● Stored rows
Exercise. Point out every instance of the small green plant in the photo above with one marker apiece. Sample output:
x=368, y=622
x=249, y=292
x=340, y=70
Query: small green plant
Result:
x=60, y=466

● Exercise prompt
Lay out all the items above as a numbered list, leaving out any blank lines.

● Complete output
1. Exercise. Point out every instance of the small green plant in the photo above with one marker apiece. Sample output:
2. x=368, y=622
3. x=249, y=292
4. x=340, y=70
5. Query: small green plant
6. Result:
7. x=60, y=466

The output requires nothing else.